スタイリスト×セレクトショップ。7人のおしゃれ賢者が指南する春夏の注目株と着こなし方
人気ショップでは春物が出揃い、夏物もチラホラ。はやる気持ちを抑え、まずはファッションのプロたちのお眼鏡に適ったアイテム&着こなしをチェックしていこう!きっと参考になる。ファッションを知り尽くしたプロの声
暖かい日が続く中、春アイテムの収穫に精を出している人は多いかもしれない。ただ、買い時はといえば、春モノが店頭に出揃い、来たる夏を視野に入れたアイテムがチラホラと出始めたまさにこれからの時期。せっかく物欲があるにもかかわらず買い物で失敗することがないよう、今季の注目アイテムをしっかり押さえようではないか。ということで、ファッションの第一線で活躍する7人のスタイリストたちに人気セレクトショップへ足を運んでもらい、気になったアイテムを主役に据えたスタイリングを披露してもらった。

┄┄┄┄┄┄┄┄┄┄┄┄┄┄┄┄┄┄┄┄

→ **課題**: ファッション記事の「スタイリスト×セレクトショッ」から「イリングを披露してもらった。」までの部分を、「セレクトショップ」を「専門店」に置き換えて示すこと。

┄┄┄┄┄┄┄┄┄┄┄┄┄┄┄┄┄┄┄┄

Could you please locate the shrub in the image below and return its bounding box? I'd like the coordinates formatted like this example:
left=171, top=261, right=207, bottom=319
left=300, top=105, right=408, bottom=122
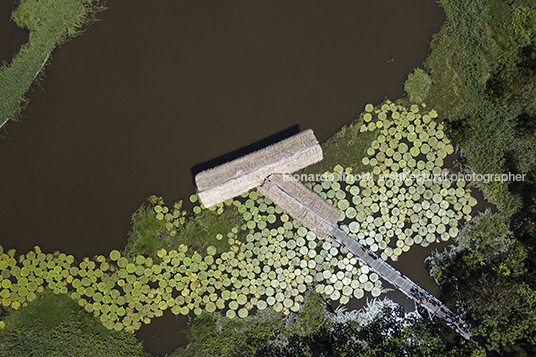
left=404, top=68, right=432, bottom=104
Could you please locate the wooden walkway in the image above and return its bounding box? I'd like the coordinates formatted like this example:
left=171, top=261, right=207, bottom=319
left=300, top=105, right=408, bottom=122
left=329, top=226, right=471, bottom=340
left=195, top=130, right=471, bottom=339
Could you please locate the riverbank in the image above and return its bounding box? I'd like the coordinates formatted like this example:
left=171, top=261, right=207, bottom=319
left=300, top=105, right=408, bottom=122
left=0, top=0, right=104, bottom=128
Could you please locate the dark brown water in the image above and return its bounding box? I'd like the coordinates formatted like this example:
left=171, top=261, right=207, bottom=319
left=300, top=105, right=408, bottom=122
left=0, top=0, right=443, bottom=353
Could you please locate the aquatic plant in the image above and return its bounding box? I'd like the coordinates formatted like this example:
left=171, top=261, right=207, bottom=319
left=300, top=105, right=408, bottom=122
left=0, top=101, right=476, bottom=332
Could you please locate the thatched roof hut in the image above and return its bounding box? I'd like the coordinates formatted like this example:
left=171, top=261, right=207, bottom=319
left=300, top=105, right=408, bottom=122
left=258, top=174, right=340, bottom=237
left=195, top=129, right=322, bottom=207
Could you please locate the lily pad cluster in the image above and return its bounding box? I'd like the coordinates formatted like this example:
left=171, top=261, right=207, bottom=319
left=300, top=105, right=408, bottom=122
left=149, top=195, right=187, bottom=236
left=0, top=191, right=382, bottom=332
left=0, top=98, right=476, bottom=332
left=312, top=101, right=477, bottom=260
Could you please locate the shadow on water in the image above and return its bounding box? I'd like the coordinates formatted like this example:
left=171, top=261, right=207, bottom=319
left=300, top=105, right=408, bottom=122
left=191, top=124, right=300, bottom=178
left=0, top=0, right=444, bottom=353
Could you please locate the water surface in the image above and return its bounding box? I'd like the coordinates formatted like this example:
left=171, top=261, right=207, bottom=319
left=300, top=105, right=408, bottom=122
left=0, top=0, right=443, bottom=354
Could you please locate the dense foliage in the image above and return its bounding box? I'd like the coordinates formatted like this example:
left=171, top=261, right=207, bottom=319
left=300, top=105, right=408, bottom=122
left=416, top=0, right=536, bottom=354
left=0, top=0, right=103, bottom=127
left=429, top=211, right=536, bottom=351
left=425, top=0, right=536, bottom=217
left=0, top=290, right=147, bottom=357
left=404, top=68, right=432, bottom=104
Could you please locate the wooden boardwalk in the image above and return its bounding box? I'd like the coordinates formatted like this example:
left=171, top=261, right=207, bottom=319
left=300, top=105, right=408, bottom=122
left=329, top=226, right=471, bottom=340
left=195, top=130, right=471, bottom=339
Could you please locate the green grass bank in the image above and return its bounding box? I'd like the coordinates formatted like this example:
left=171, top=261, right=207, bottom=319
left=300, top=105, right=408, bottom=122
left=0, top=0, right=104, bottom=127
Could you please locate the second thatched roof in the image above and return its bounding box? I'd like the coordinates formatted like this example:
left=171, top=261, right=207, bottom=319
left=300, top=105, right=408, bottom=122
left=195, top=129, right=322, bottom=207
left=258, top=174, right=341, bottom=237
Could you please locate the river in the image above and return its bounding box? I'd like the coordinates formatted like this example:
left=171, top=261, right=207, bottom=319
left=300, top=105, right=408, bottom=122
left=0, top=0, right=444, bottom=354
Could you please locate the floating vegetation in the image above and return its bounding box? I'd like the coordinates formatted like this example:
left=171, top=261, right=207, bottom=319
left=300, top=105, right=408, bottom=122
left=0, top=101, right=477, bottom=332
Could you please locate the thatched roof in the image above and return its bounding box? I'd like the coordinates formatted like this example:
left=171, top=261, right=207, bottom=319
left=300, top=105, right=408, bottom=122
left=195, top=129, right=322, bottom=207
left=259, top=174, right=340, bottom=237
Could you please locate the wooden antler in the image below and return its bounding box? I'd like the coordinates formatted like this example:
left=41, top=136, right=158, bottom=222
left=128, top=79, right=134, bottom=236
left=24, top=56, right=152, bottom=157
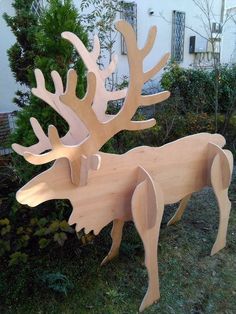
left=12, top=69, right=88, bottom=155
left=12, top=32, right=127, bottom=155
left=62, top=32, right=127, bottom=121
left=19, top=21, right=169, bottom=184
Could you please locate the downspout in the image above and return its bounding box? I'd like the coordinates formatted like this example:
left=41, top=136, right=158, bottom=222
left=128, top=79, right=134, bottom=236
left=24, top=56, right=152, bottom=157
left=220, top=0, right=225, bottom=25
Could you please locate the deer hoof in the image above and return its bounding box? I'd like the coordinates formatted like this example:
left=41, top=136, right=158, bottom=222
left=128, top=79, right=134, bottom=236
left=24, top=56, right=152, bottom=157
left=139, top=289, right=160, bottom=312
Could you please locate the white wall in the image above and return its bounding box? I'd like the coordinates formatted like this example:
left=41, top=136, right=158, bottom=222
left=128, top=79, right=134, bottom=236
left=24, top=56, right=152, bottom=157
left=221, top=0, right=236, bottom=64
left=0, top=0, right=17, bottom=112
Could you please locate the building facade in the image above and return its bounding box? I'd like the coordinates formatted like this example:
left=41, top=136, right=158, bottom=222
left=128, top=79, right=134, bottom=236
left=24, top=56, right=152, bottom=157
left=0, top=0, right=236, bottom=112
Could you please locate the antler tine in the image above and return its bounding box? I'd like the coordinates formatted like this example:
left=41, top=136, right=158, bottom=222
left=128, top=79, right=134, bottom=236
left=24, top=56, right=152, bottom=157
left=12, top=117, right=51, bottom=156
left=62, top=32, right=127, bottom=121
left=18, top=21, right=169, bottom=184
left=51, top=71, right=64, bottom=95
left=60, top=70, right=100, bottom=135
left=90, top=35, right=101, bottom=60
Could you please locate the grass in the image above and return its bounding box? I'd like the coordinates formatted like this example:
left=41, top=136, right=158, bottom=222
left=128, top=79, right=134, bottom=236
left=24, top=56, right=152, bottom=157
left=0, top=169, right=236, bottom=314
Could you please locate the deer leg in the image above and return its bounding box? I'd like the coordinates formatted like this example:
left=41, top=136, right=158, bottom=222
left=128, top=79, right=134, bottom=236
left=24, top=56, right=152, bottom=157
left=132, top=167, right=164, bottom=312
left=167, top=194, right=192, bottom=226
left=211, top=151, right=233, bottom=255
left=101, top=219, right=125, bottom=266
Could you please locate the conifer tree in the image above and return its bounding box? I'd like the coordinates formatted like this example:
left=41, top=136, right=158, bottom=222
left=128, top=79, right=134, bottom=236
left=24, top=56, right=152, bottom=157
left=5, top=0, right=88, bottom=181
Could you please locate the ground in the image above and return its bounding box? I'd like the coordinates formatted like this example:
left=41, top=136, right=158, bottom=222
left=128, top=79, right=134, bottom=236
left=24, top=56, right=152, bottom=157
left=0, top=169, right=236, bottom=314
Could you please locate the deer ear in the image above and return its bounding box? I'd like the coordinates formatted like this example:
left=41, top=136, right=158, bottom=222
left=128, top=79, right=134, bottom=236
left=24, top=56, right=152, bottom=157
left=89, top=154, right=101, bottom=170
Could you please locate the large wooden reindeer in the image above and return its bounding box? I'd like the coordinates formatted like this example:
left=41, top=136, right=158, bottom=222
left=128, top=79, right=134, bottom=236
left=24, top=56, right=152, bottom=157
left=13, top=21, right=233, bottom=311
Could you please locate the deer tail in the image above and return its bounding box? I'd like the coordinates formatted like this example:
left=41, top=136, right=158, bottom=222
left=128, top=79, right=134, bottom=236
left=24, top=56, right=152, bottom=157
left=209, top=143, right=233, bottom=189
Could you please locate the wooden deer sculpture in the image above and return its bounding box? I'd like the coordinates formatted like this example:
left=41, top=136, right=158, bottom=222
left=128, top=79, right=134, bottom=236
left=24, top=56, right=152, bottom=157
left=13, top=21, right=233, bottom=311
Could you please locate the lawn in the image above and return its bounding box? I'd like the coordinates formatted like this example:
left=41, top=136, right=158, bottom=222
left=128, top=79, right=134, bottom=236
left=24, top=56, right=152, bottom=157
left=0, top=169, right=236, bottom=314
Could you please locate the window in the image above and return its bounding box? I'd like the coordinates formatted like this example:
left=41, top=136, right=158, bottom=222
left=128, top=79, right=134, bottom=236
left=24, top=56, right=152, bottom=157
left=121, top=2, right=137, bottom=55
left=171, top=11, right=185, bottom=62
left=31, top=0, right=43, bottom=16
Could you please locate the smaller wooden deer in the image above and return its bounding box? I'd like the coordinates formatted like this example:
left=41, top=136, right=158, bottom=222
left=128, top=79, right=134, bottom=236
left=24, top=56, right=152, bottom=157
left=13, top=21, right=233, bottom=311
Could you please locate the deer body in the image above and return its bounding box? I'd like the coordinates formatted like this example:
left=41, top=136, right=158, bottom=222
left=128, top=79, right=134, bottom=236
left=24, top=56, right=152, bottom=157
left=13, top=21, right=233, bottom=311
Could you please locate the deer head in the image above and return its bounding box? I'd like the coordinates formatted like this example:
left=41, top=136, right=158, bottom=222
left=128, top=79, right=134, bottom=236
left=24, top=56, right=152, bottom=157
left=13, top=21, right=169, bottom=185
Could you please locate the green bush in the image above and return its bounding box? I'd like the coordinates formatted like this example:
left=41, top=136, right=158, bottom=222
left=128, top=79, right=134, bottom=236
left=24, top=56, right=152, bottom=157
left=0, top=0, right=88, bottom=266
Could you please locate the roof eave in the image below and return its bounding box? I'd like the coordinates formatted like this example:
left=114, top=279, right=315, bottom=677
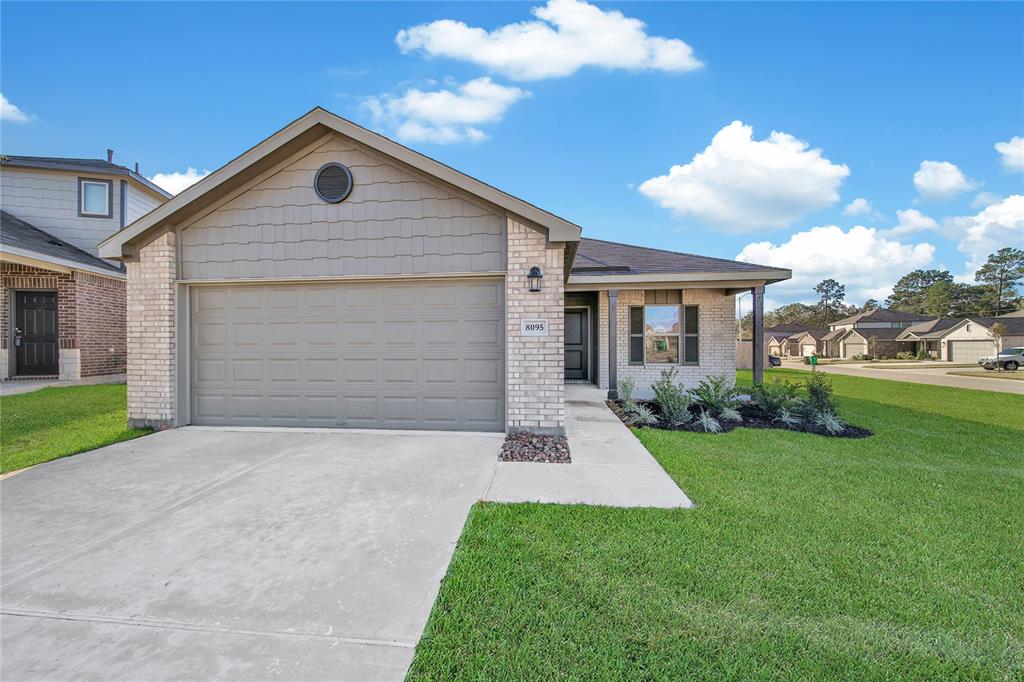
left=99, top=106, right=582, bottom=258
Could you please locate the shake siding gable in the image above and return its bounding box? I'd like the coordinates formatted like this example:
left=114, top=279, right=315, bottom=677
left=180, top=135, right=506, bottom=280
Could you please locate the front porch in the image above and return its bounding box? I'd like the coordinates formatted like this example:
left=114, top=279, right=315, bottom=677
left=564, top=284, right=765, bottom=398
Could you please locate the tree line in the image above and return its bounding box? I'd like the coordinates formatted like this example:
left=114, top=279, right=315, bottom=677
left=740, top=247, right=1024, bottom=338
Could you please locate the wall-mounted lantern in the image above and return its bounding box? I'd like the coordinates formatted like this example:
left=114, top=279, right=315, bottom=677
left=526, top=265, right=544, bottom=292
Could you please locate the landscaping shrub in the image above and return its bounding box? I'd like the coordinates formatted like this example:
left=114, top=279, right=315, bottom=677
left=618, top=377, right=637, bottom=402
left=751, top=379, right=800, bottom=419
left=651, top=367, right=692, bottom=424
left=691, top=376, right=742, bottom=422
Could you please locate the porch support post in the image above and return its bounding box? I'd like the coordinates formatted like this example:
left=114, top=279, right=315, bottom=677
left=751, top=286, right=765, bottom=384
left=608, top=289, right=618, bottom=400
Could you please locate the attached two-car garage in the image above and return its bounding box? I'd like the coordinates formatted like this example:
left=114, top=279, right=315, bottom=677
left=187, top=278, right=505, bottom=431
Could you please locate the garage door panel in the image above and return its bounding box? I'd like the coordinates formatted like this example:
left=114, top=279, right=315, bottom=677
left=190, top=281, right=505, bottom=430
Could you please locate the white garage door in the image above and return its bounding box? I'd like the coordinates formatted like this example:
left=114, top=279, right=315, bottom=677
left=946, top=340, right=995, bottom=363
left=189, top=280, right=505, bottom=431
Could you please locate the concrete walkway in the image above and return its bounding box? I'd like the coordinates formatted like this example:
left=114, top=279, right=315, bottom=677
left=0, top=374, right=125, bottom=395
left=778, top=363, right=1024, bottom=394
left=484, top=384, right=693, bottom=508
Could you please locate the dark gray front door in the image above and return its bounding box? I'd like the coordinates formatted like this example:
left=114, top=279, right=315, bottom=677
left=14, top=291, right=58, bottom=377
left=565, top=308, right=590, bottom=379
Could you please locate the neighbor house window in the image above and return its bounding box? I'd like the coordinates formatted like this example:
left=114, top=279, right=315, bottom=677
left=630, top=305, right=699, bottom=365
left=78, top=178, right=114, bottom=218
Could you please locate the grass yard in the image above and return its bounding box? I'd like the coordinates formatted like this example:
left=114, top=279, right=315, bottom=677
left=0, top=384, right=150, bottom=473
left=410, top=370, right=1024, bottom=680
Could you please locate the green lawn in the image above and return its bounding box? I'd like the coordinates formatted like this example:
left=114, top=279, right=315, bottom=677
left=0, top=384, right=150, bottom=473
left=410, top=370, right=1024, bottom=680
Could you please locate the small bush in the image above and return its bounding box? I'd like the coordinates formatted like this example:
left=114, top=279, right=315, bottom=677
left=772, top=408, right=803, bottom=429
left=814, top=405, right=846, bottom=435
left=804, top=372, right=836, bottom=414
left=618, top=377, right=637, bottom=402
left=651, top=367, right=692, bottom=424
left=690, top=376, right=739, bottom=413
left=751, top=379, right=800, bottom=419
left=628, top=402, right=658, bottom=426
left=696, top=410, right=722, bottom=433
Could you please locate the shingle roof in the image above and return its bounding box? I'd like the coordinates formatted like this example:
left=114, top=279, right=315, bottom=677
left=572, top=238, right=788, bottom=276
left=903, top=317, right=964, bottom=339
left=0, top=211, right=122, bottom=272
left=829, top=308, right=932, bottom=325
left=0, top=154, right=173, bottom=199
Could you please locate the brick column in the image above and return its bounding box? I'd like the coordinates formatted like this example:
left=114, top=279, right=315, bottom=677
left=505, top=218, right=565, bottom=435
left=127, top=231, right=176, bottom=429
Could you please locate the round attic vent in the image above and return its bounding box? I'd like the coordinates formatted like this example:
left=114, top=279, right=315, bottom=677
left=313, top=162, right=352, bottom=204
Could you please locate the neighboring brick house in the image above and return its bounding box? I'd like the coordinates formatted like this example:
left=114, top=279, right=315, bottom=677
left=99, top=108, right=791, bottom=433
left=0, top=156, right=170, bottom=381
left=820, top=308, right=930, bottom=358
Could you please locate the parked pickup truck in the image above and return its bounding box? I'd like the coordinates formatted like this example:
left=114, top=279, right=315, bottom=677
left=978, top=348, right=1024, bottom=372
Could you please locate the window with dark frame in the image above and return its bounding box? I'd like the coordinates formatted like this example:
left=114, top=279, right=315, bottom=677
left=629, top=304, right=700, bottom=365
left=78, top=177, right=114, bottom=218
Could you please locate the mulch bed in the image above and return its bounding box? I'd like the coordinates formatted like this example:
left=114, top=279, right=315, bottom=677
left=498, top=433, right=572, bottom=464
left=608, top=400, right=874, bottom=438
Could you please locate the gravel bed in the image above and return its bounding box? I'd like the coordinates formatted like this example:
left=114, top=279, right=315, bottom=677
left=498, top=433, right=572, bottom=464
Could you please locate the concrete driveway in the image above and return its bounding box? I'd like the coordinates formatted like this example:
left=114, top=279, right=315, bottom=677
left=0, top=428, right=502, bottom=680
left=778, top=363, right=1024, bottom=394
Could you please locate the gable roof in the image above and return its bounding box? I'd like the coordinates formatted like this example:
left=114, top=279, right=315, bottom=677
left=0, top=210, right=124, bottom=275
left=900, top=317, right=964, bottom=339
left=0, top=155, right=173, bottom=199
left=99, top=106, right=581, bottom=258
left=828, top=308, right=932, bottom=325
left=569, top=238, right=793, bottom=282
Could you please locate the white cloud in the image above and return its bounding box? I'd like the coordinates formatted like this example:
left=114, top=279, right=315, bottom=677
left=995, top=136, right=1024, bottom=171
left=0, top=92, right=32, bottom=123
left=362, top=78, right=529, bottom=144
left=395, top=0, right=703, bottom=81
left=913, top=161, right=978, bottom=200
left=880, top=209, right=939, bottom=237
left=736, top=225, right=935, bottom=304
left=150, top=166, right=210, bottom=195
left=971, top=191, right=1002, bottom=208
left=640, top=121, right=850, bottom=232
left=843, top=197, right=874, bottom=215
left=942, top=195, right=1024, bottom=275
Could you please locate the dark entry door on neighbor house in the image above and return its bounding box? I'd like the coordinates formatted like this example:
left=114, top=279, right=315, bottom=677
left=565, top=308, right=590, bottom=379
left=14, top=291, right=58, bottom=376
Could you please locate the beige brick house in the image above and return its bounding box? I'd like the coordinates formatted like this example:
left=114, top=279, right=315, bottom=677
left=100, top=108, right=790, bottom=433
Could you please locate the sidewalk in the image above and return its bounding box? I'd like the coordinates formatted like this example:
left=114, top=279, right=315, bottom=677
left=483, top=384, right=693, bottom=508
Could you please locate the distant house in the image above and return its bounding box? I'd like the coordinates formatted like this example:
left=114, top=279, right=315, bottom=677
left=896, top=313, right=1024, bottom=363
left=820, top=308, right=930, bottom=358
left=0, top=153, right=170, bottom=381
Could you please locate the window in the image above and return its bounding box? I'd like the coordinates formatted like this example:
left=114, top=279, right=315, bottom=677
left=630, top=305, right=700, bottom=365
left=78, top=178, right=114, bottom=218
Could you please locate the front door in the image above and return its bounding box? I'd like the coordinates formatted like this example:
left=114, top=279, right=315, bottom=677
left=565, top=308, right=590, bottom=379
left=14, top=291, right=58, bottom=377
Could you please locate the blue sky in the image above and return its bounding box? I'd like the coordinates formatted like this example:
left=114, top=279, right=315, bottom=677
left=0, top=0, right=1024, bottom=305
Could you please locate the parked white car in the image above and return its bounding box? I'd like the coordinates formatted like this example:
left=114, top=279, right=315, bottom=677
left=978, top=348, right=1024, bottom=372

┄┄┄┄┄┄┄┄┄┄┄┄┄┄┄┄┄┄┄┄

→ **結果**:
スタイリスト×専門店。7人のおしゃれ賢者が指南する春夏の注目株と着こなし方
人気ショップでは春物が出揃い、夏物もチラホラ。はやる気持ちを抑え、まずはファッションのプロたちのお眼鏡に適ったアイテム&着こなしをチェックしていこう!きっと参考になる。ファッションを知り尽くしたプロの声
暖かい日が続く中、春アイテムの収穫に精を出している人は多いかもしれない。ただ、買い時はといえば、春モノが店頭に出揃い、来たる夏を視野に入れたアイテムがチラホラと出始めたまさにこれからの時期。せっかく物欲があるにもかかわらず買い物で失敗することがないよう、今季の注目アイテムをしっかり押さえようではないか。ということで、ファッションの第一線で活躍する7人のスタイリストたちに人気専門店へ足を運んでもらい、気になったアイテムを主役に据えたスタイリングを披露してもらった。